Retype the records below exactly as they appear, but leave out any pictures.
## start
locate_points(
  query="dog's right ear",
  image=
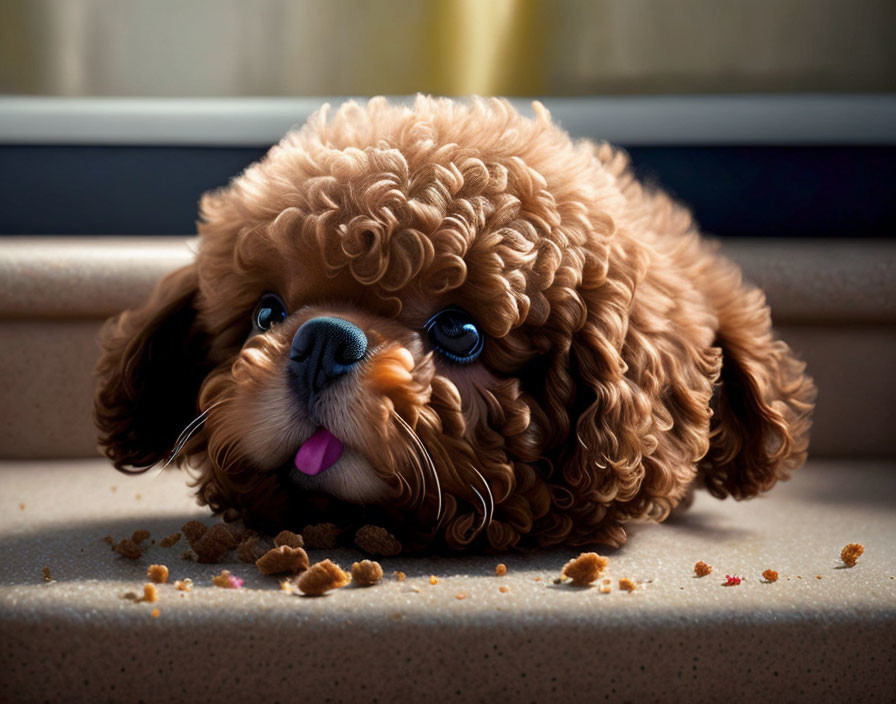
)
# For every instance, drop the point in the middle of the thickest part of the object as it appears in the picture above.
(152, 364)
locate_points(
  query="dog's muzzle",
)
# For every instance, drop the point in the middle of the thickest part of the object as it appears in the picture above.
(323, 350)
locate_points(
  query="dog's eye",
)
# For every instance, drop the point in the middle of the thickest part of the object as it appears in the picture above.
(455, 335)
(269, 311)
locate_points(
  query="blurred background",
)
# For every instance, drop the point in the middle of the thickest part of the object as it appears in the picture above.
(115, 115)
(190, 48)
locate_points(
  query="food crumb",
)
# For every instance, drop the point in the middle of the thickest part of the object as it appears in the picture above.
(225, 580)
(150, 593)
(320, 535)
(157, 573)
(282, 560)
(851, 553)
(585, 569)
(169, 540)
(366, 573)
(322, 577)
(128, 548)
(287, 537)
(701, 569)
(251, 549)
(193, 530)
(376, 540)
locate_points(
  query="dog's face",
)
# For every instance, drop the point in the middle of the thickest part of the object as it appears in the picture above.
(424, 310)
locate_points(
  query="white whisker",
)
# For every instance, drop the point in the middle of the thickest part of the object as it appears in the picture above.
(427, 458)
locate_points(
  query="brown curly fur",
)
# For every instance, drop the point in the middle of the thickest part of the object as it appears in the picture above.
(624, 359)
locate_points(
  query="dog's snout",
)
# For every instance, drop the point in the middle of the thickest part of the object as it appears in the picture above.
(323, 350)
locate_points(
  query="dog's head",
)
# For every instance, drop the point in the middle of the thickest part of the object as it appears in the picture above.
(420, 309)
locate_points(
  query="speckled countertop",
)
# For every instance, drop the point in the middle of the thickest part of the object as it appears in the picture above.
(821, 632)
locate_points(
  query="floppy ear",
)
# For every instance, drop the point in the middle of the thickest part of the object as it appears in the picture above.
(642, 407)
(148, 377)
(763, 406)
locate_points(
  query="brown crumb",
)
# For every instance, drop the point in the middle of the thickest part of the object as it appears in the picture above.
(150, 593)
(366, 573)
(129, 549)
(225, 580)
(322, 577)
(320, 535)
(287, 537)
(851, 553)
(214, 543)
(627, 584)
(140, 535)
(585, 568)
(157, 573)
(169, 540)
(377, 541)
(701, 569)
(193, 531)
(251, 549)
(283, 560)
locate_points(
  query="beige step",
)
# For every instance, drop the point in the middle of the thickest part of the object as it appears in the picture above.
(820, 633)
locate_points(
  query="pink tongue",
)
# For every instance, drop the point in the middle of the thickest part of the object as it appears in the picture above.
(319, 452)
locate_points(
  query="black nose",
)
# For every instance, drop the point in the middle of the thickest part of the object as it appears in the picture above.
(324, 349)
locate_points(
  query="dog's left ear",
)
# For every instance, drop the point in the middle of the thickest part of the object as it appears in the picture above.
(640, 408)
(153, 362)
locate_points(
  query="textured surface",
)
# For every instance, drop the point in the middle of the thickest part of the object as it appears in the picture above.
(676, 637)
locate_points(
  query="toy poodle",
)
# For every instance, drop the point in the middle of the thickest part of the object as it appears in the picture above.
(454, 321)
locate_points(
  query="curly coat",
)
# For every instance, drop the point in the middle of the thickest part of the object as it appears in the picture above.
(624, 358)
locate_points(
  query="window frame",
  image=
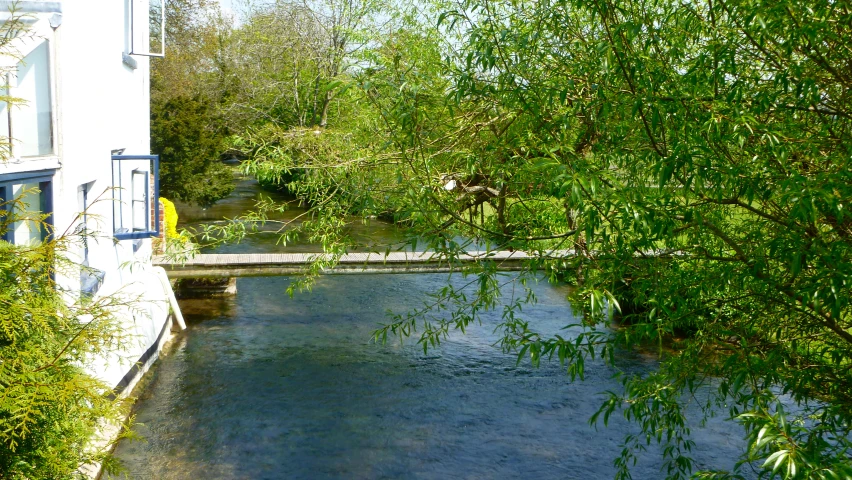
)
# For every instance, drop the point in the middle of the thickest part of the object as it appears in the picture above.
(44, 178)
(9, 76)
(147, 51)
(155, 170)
## end
EXERCISE RESULT:
locate_points(
  query="dog's right ear",
  image=
)
# For every instance, drop the point in the middle of the thickest part of the object as it appears in the picture above.
(152, 364)
locate_points(
  query="dog's muzzle",
)
# For every instance, drop the point in the middle of the thickest part of the object as it appears in the picture above.
(323, 350)
locate_points(
  query="dog's eye",
)
# For every instance, drop the point in the middle of the thickest part of the object as it appears in the picture above.
(455, 335)
(269, 311)
locate_points(
  query="blurred background",
)
# For every instance, drop the point in the middle of the thickest part of the object as it appears in the picture above.
(115, 115)
(190, 48)
locate_points(
  query="food crumb",
)
# For every instance, drop the point in the middle of the thickest part of the object as it appears in the picture above.
(225, 580)
(150, 593)
(320, 535)
(157, 573)
(282, 560)
(851, 553)
(585, 569)
(169, 540)
(366, 573)
(322, 577)
(128, 548)
(287, 537)
(701, 569)
(251, 549)
(193, 530)
(376, 540)
locate_points(
  query="dog's face",
)
# For every instance, drop the point in the middle of the thickest part of the object as it appears in the picture above.
(424, 310)
locate_points(
  query="white whisker",
)
# For every instance, drop the point in the middle of the thickest part of the object as it appears in the picture above.
(427, 458)
locate_points(
  query="brown curly fur",
)
# For every instance, drop the point in the middle of the thickest part of the object as it appears in the picture above.
(624, 359)
locate_points(
  query="dog's snout",
)
# For every instance, drop the point in the middle of the thickest part of the object as it appears in the picture above.
(323, 350)
locate_points(
  query="dog's head",
)
# For every instance, drop the point in the middle of the thickest part of the object as it appears in the picture above.
(420, 309)
locate_points(
  query="speckled countertop",
)
# For every instance, drop the point in the middle of the thickest part of the object as it appears in the picture above.
(821, 632)
locate_points(
  query="floppy ear",
)
# For every instance, drop the point in the middle of the thickest part of the object as it appears in the picture above.
(642, 407)
(148, 377)
(763, 406)
locate_points(
  query="brown crumb",
)
# For every instance, drop the point in the middle of the thickest part of the object as it appears in the picture above.
(150, 593)
(366, 573)
(129, 549)
(225, 580)
(322, 577)
(320, 535)
(287, 537)
(851, 553)
(214, 543)
(627, 584)
(140, 535)
(585, 568)
(157, 573)
(169, 540)
(377, 541)
(701, 569)
(193, 531)
(251, 549)
(283, 560)
locate_points(
  query="beige step",
)
# For every instance, drop the point in the middle of the thickest part of the object as it appears in the picture above.
(820, 633)
locate_points(
  query="pink tongue",
)
# For every instance, drop the point in the middle of the thickest part of the object as it appears in the picture above.
(319, 452)
locate_points(
  query="black nose",
)
# For every instance, drop the point in the middle of the thickest part of the object as it appears in the picture above.
(324, 349)
locate_points(
  query="dog's left ear",
)
# For every instance, drop the point in the middle of the thickest part of the object as it appears in the picture above.
(640, 408)
(153, 362)
locate_points(
  query="textured surface",
)
# For every instance, drop the point in the middle of the thickest part of the object as it appears in the picture above.
(676, 637)
locate_points(
  query="toy poodle",
)
# For every instance, drop the point in the middle of the thickest part of the object as it appears in the picture above.
(454, 321)
locate_points(
  query="curly coat",
)
# For every instance, drop the point in the middle of the thickest part of the object as it appears in the picture above.
(624, 358)
locate_points(
  query="window frame",
  image=
)
# For every instance, drop the point in the middle of the thickest part of the object as it appears in the picture above.
(44, 178)
(9, 76)
(147, 51)
(155, 170)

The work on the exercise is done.